** BEGIN Supplied material **

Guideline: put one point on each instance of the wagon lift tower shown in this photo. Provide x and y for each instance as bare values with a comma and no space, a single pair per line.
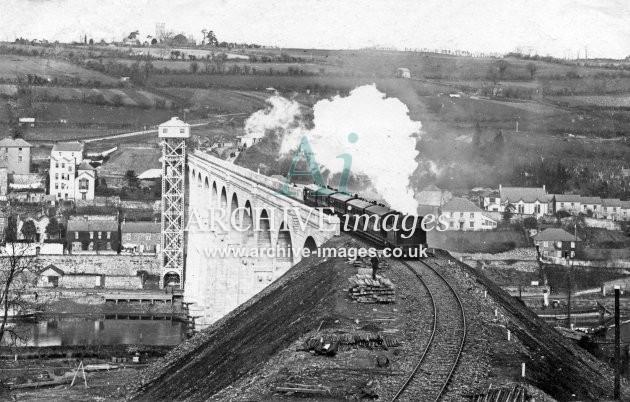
173,134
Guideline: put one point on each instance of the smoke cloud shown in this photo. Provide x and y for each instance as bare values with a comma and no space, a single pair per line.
385,146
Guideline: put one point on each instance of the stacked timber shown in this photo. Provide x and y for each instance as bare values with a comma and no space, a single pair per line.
364,289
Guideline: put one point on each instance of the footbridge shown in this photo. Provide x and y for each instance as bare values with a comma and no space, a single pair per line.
257,243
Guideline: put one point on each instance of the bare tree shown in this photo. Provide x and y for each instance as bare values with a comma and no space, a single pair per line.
15,260
502,65
532,68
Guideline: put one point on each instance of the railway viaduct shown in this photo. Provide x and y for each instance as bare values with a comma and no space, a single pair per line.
265,219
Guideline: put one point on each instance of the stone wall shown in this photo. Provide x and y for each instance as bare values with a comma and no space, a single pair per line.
103,264
81,281
123,282
31,249
602,223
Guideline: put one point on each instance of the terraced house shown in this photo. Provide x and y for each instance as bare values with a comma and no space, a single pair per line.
526,201
71,178
466,216
571,203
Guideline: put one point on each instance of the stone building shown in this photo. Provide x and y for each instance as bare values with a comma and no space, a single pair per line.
140,237
71,178
556,245
15,155
93,236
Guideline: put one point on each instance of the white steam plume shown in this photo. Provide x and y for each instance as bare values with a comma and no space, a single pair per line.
385,150
282,113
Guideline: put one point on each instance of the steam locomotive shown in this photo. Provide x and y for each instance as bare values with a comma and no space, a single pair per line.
355,212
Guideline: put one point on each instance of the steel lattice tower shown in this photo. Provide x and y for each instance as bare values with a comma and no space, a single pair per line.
173,134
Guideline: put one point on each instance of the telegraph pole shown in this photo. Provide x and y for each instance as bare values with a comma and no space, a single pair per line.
617,347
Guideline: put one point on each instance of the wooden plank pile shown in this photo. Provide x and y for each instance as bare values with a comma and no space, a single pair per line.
516,393
293,388
320,344
364,289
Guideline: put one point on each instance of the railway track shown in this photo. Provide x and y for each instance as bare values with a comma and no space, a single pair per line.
433,372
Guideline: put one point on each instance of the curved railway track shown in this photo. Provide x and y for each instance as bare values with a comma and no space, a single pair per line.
433,372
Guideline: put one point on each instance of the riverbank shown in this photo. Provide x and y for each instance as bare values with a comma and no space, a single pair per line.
102,385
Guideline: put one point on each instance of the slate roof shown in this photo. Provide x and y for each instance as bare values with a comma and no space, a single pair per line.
591,200
85,166
92,226
54,268
611,202
140,227
525,194
568,197
14,143
555,234
72,146
459,204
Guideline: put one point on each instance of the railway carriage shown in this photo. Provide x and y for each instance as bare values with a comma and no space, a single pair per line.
366,219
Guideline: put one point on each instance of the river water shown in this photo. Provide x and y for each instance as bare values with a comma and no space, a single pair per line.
78,330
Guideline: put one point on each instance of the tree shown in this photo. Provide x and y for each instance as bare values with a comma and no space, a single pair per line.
194,67
508,212
498,143
492,74
29,231
13,285
530,222
131,179
10,232
532,68
502,66
212,39
53,229
476,142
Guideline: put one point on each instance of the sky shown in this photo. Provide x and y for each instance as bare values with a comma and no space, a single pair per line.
560,28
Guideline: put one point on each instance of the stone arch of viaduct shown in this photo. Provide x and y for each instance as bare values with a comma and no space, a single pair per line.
217,283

** END Supplied material **

What the exercise asks – Do not include images; quote all of the entries above exactly.

Response –
Guideline: put one point on each instance of the wagon lift tower shown in this photo. Provide x and y for each instance as bare values with a comma and no space, a single pair per line.
173,134
Guideline: put one point on each instance of the smoke cloud shown in this photo. Provide x and y for each instance as bare values with a comma and no space, a single pair per line.
385,146
Guideline: put one point on each instance of the stacked timber shown in this photo. Provide x and y for each instance as bare values with a comma and no space, a single pair per line.
364,289
Guideline: put one point on each instance of the footbridge shown in this photo. Provide x and y for each instance as bare values with a comma and no space, a single pair per line.
257,243
Guideline: put one point on each instance of the bare tree shown in this photo. Provide x and y for each instance as bare values with a comma and no space, a single pair per line.
15,260
502,65
532,68
Guideline: put one point on each instance of the railway viaduct shown in this photo. Provide x and y for each instance as bare values with a comma and no space, a single pair per line.
265,219
Guideline: put one point on each instance of the stone wall shown in this photo. Provide x and y for each instance as bare values with a comma and no space, a single pair per line.
103,264
81,281
123,282
31,249
602,223
Guideline: put one point on each instance of the terraced house shown in this photo. Provide x and y for each instance as bare values with a comma and no space, a single pair per line.
526,201
71,178
466,216
571,203
Guideline: put one point on each instance of the stone building shown in this photo. Provide x and y for each instance as bare values with a comma and no space, a single pair per line.
140,237
71,178
556,245
15,155
93,236
Guideline: put one point on each instance of the white steam plume shown in this photo. Provide x and y for each instance as bare values with a comma and no space, a single pair per line.
385,150
282,113
Guideline: put one point on each instance of the steam locomotive shown in this photo. Provide x and y for each instance as bare values with a comma and no space, a single pair per line.
355,212
Guideline: put one point on each instance of the steel lattice tower shown in this photo. Provide x and y for each instance as bare values with a comma and no space, a single pair per line.
173,134
Guideline: put one point on each instance of the telegraph pole shown in this photo. Provide x and y for each instance as bare values with a comma and no space, a single pair per line.
617,347
Guideline: put one point on each instance of the wooden plank pile shown in this photo. Provide x and y for each instance as bare values with a comma and no space, a single pair per line.
516,393
293,388
320,344
364,289
Guideline: put one point on each instance of the railway track shown in this photo. Provide x and y for each instance as bare values with a comma and no space, a single pair per line.
433,372
Guideline: put one point on each instance of the curved railway track shown in this photo. Provide x and y for each instance as bare values with a comma and no space, a single pair per line.
433,372
Guideline: put one point on each instance of the riverbank shown in this photo. Provide x and y for each instance as bare values with a comma and no space, a single pair per line.
102,385
Guideline: put one point on each instance of the slate roof shown in this photo. Provide x and y for each instance as bare values with a comma and no space, a single pair per line.
591,200
85,166
92,226
54,268
611,202
140,227
525,194
568,197
14,143
555,234
72,146
459,204
Guideline: put one point on each instance of the railway carriage shown in this photo. Provide x and y for each instance as bare values with a comma and no space, a single pair per line.
366,219
Guideline: put one point on each instance of the river water shown in this photo. Provide x and y for each instance as bare values with a comma and no space, a single pair per line.
78,330
Guideline: put one point on each instance of the tree shown in this photo. Provide x and y for each instance as bare values with a comma and no space, a single pair per line.
194,67
508,212
498,143
492,74
29,231
13,285
530,222
131,179
10,232
532,68
502,66
212,39
53,229
476,142
Guideline: put one point on each instance of the sky shown in this photo. Provide x and y for each instance as bare values with a comma and no space, a single pair per line.
560,28
Guideline: put one point on each instance of the stone arch of viaduct shown in this photo. Provide x and y for each instance as bare values with a comma and no space, a single pair per line.
217,283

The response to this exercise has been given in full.